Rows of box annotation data
•••

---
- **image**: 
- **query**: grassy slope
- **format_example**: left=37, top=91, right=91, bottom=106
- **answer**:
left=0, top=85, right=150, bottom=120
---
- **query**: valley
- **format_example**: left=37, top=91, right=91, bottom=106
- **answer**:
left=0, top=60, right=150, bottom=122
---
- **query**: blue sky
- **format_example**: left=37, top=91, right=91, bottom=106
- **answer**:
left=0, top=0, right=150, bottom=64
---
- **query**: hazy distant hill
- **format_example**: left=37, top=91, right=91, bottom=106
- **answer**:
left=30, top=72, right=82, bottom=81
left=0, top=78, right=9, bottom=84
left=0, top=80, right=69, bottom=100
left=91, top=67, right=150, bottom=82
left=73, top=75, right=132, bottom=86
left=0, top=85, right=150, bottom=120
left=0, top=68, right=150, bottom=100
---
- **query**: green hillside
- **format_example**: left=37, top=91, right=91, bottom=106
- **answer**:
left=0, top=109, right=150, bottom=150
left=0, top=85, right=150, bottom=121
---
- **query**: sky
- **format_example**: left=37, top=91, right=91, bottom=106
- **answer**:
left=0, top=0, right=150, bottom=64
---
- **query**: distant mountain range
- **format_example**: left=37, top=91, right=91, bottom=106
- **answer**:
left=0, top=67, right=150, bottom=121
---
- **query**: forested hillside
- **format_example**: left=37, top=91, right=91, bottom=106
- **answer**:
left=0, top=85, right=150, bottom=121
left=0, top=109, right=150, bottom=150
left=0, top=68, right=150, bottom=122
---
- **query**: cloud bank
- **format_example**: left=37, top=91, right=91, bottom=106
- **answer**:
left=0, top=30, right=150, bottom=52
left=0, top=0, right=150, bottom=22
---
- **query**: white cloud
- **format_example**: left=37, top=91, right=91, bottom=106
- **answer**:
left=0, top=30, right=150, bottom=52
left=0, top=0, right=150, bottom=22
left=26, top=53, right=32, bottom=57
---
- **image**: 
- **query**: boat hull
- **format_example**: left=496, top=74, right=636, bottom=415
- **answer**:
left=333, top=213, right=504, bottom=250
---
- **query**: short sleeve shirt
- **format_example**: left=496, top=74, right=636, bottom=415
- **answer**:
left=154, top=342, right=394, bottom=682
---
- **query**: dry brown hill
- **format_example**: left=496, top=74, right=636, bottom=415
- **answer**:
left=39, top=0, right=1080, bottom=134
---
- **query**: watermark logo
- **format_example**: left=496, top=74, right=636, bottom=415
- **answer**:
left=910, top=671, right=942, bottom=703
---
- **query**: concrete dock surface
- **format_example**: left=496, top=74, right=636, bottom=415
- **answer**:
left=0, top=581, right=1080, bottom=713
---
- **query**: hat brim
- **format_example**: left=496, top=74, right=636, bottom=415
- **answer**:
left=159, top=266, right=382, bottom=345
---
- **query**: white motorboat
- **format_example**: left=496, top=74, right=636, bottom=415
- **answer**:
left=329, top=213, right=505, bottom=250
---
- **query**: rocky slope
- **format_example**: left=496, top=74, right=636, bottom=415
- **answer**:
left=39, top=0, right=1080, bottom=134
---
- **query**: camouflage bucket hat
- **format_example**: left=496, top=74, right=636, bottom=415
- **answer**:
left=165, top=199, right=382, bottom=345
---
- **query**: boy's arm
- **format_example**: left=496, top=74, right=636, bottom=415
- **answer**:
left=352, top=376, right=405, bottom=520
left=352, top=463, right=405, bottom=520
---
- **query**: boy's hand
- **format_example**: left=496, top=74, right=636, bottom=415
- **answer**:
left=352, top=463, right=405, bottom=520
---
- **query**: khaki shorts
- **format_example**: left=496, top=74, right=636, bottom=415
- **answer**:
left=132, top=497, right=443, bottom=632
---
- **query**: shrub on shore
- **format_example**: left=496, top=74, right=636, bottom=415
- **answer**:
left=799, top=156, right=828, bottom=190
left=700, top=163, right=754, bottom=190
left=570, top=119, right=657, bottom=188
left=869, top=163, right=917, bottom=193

•••

• Task to complete: Change every "hillside" in the material to "mountainside", keeping everything else the same.

• Correct response:
---
- **image**: 
- **query**: grassy slope
- **format_example**: left=37, top=91, right=91, bottom=106
- **answer**:
left=0, top=85, right=150, bottom=120
---
- **query**: valley
- **format_example**: left=37, top=91, right=91, bottom=106
- **answer**:
left=0, top=60, right=150, bottom=122
---
- **query**: blue sky
- **format_example**: left=37, top=91, right=91, bottom=106
- **answer**:
left=0, top=0, right=150, bottom=64
---
- **query**: hazy distant hill
- **format_example**: left=37, top=91, right=91, bottom=106
- **answer**:
left=30, top=72, right=82, bottom=81
left=0, top=78, right=9, bottom=84
left=0, top=80, right=69, bottom=100
left=91, top=67, right=150, bottom=82
left=73, top=75, right=132, bottom=86
left=0, top=85, right=150, bottom=120
left=0, top=68, right=150, bottom=100
---
- **query**: green mountainside
- **format_example**: left=37, top=91, right=91, bottom=106
- **answer**:
left=0, top=109, right=150, bottom=150
left=0, top=85, right=150, bottom=121
---
- **query**: sky
- **format_example**: left=37, top=91, right=91, bottom=106
- **answer**:
left=0, top=0, right=150, bottom=64
---
- **query**: distant mountain range
- **format_example**: left=37, top=91, right=91, bottom=106
- **answer**:
left=0, top=67, right=150, bottom=121
---
- **query**: forested mountainside
- **format_example**: left=37, top=91, right=91, bottom=106
- **answer**:
left=0, top=85, right=150, bottom=121
left=0, top=109, right=150, bottom=150
left=0, top=68, right=150, bottom=122
---
- **query**: cloud bank
- **format_example**: left=37, top=91, right=91, bottom=106
- **answer**:
left=0, top=30, right=150, bottom=52
left=0, top=0, right=150, bottom=22
---
- **query**: white cloud
- **format_example**: left=37, top=91, right=91, bottom=106
- **answer**:
left=0, top=30, right=150, bottom=52
left=0, top=0, right=150, bottom=22
left=26, top=53, right=32, bottom=57
---
- **image**: 
- **query**: boat hull
- **format_example**: left=496, top=74, right=636, bottom=415
- **answer**:
left=333, top=213, right=504, bottom=250
---
- **query**: short sleeve shirt
- **format_example**: left=496, top=74, right=636, bottom=415
- **answer**:
left=154, top=342, right=394, bottom=682
---
- **query**: dry brown hill
- **format_example**: left=496, top=74, right=636, bottom=415
- **answer**:
left=39, top=0, right=1080, bottom=134
---
- **query**: watermark logo
- **format_example**: left=496, top=74, right=636, bottom=415
- **answer**:
left=910, top=671, right=942, bottom=703
---
- **query**: concrete dock surface
- **format_example**: left=496, top=74, right=636, bottom=415
- **answer**:
left=0, top=581, right=1080, bottom=713
---
- **query**: hat brim
- **format_example**: left=496, top=74, right=636, bottom=415
- **answer**:
left=159, top=266, right=382, bottom=345
---
- **query**: white motorboat
- **format_example**: left=496, top=74, right=636, bottom=415
- **answer**:
left=329, top=213, right=505, bottom=250
---
- **query**: rocky slope
- **format_example**: left=496, top=74, right=636, bottom=415
- **answer**:
left=39, top=0, right=1080, bottom=134
---
- **query**: camouflage bucket hat
- **format_example**: left=496, top=74, right=636, bottom=415
- **answer**:
left=165, top=199, right=382, bottom=345
---
- **query**: boy's arm
- **format_example**: left=496, top=74, right=636, bottom=415
- **answer**:
left=352, top=376, right=405, bottom=520
left=352, top=463, right=405, bottom=520
---
- **query**: boy's hand
- **format_example**: left=496, top=74, right=636, bottom=415
- **answer**:
left=352, top=463, right=405, bottom=520
---
- **query**: khaki shorts
- **format_example**: left=496, top=74, right=636, bottom=415
- **answer**:
left=132, top=497, right=443, bottom=632
---
- **query**: shrub on shore
- **format_example**: left=496, top=74, right=636, bottom=415
- **answer**:
left=799, top=156, right=828, bottom=190
left=700, top=163, right=754, bottom=190
left=570, top=119, right=657, bottom=188
left=869, top=163, right=917, bottom=193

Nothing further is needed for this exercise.